# Jaw Horse



## bobj3 (Jan 17, 2006)

Hi Guys

Anyone have a JawHorse ?, if so what do you think about it ?

Pros. and Cons...?

Thanks for the feed back 

Jawhorse
http://www.amazon.com/Rockwell-RK90...d_bbs_sr_1?ie=UTF8&s=hi&qid=1229188290&sr=8-1
http://www.amazon.com/s/?ie=UTF8&ke...=aps&hvadid=2450212015&ref=pd_sl_13k9dvowc7_b

====


----------



## Bob N (Oct 12, 2004)

Hi Bj,

I haven't seen one of those before but it looks like an interesting contraption


----------



## AlanZ (Aug 21, 2008)

I've been eyeing the JawHorse and the Triton Superjaw.

Jawhorse web site

Superjaws web site

Both seem to accept a few accessory items.

Both seem to have good reviews, and seem very useful tools.


----------



## Cassandra (Mar 15, 2006)

AlanZ said:


> I've been eyeing the JawHorse and the Triton Superjaw.
> 
> Jawhorse web site
> 
> ...


Hi Alan:

The SuperJaw has only three legs (tripod), as per the web link you supplied. What looks like a fourth leg is actually the actuator (foot pedal) for the jaw.

HTH,
Cassandra


----------



## levon (Sep 14, 2008)

why dont these companies make their promo videos big enough to see. this looks like a good thing but i still cant see it close enough to understand it.


----------



## AlanZ (Aug 21, 2008)

Cassandra,

You're absolutely right, both have three legs... I'll edit my post to correct the error.

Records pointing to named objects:

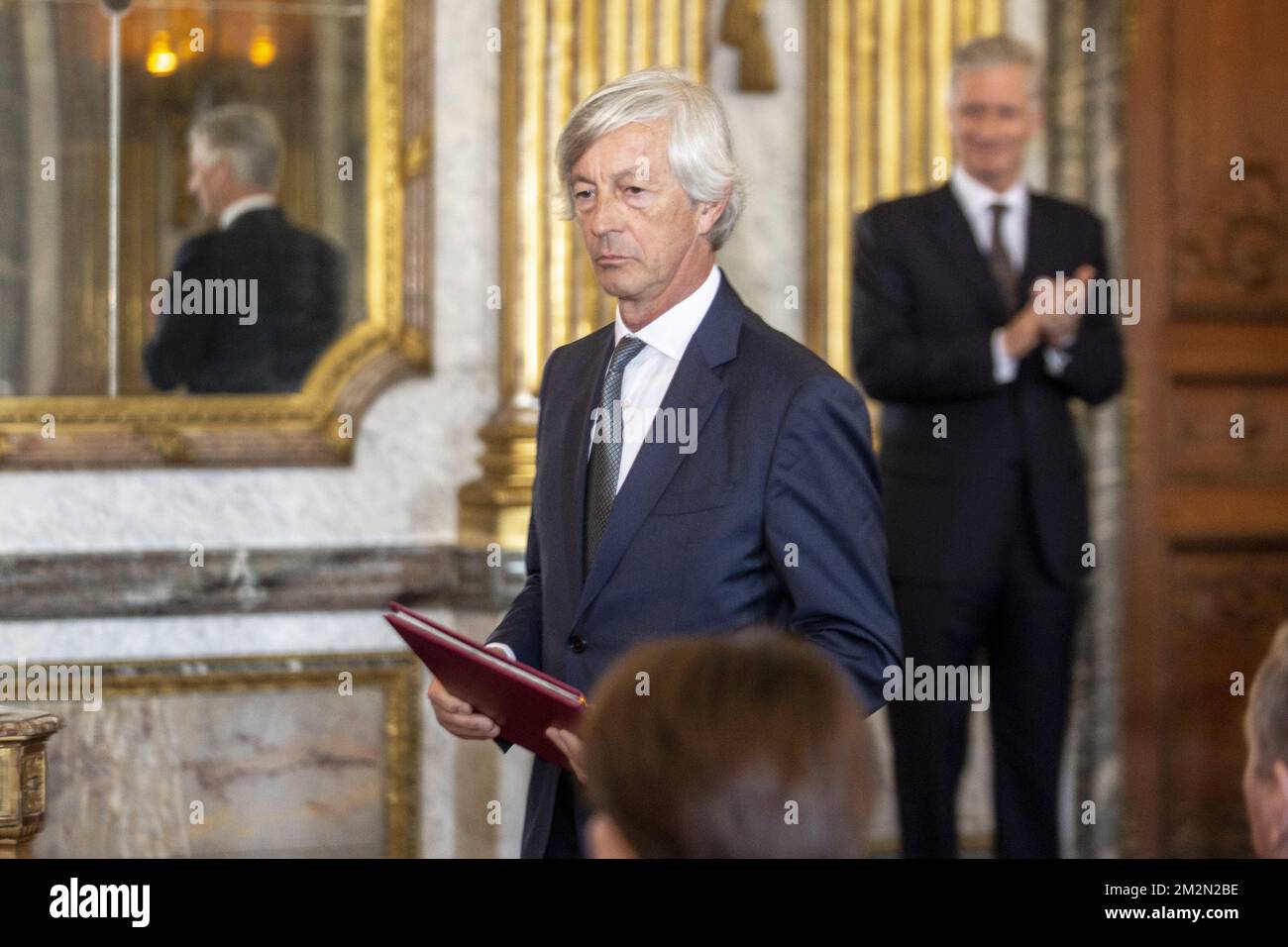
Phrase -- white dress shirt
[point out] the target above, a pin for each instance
(648, 375)
(243, 205)
(977, 200)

Task list.
a. In the JawHorse forum thread, what does Cassandra say the apparent fourth leg on the SuperJaw actually is?
b. Carry on the JawHorse forum thread after its last post.
The material plays no part in this work.

Outputs by task.
a. It is the actuator, the foot pedal for the jaw.

b.
Thanks for the heads up.


----------



## Mike (Nov 22, 2004)

Rockwell is supplying super tools. They had a good display at the Detroit Woodworking show and I promise you will be hearing a lot about them in the future. BJ, check out the 5" sander with opposing force sanding. It is almost vibration free and pulls the dust into the mini cyclone chamber like crazy. Rockwell claims they get 60% more dust collected and I believe it. They had this sander on plywood against the top magazine rated Ridgid sander and it was like the difference between a Yugo and a Cadillac. (Show price was $99) They also had the Jawhorse on display and it seems to be top quality as well.


----------



## Birchwood (May 13, 2005)

Just FYI for those who don't know, the basic concept behind the JawHorse has been arouond for a few centuries. Old time woodworkers used almost the same thing and simply used foot pressure to hold a workpiece in place.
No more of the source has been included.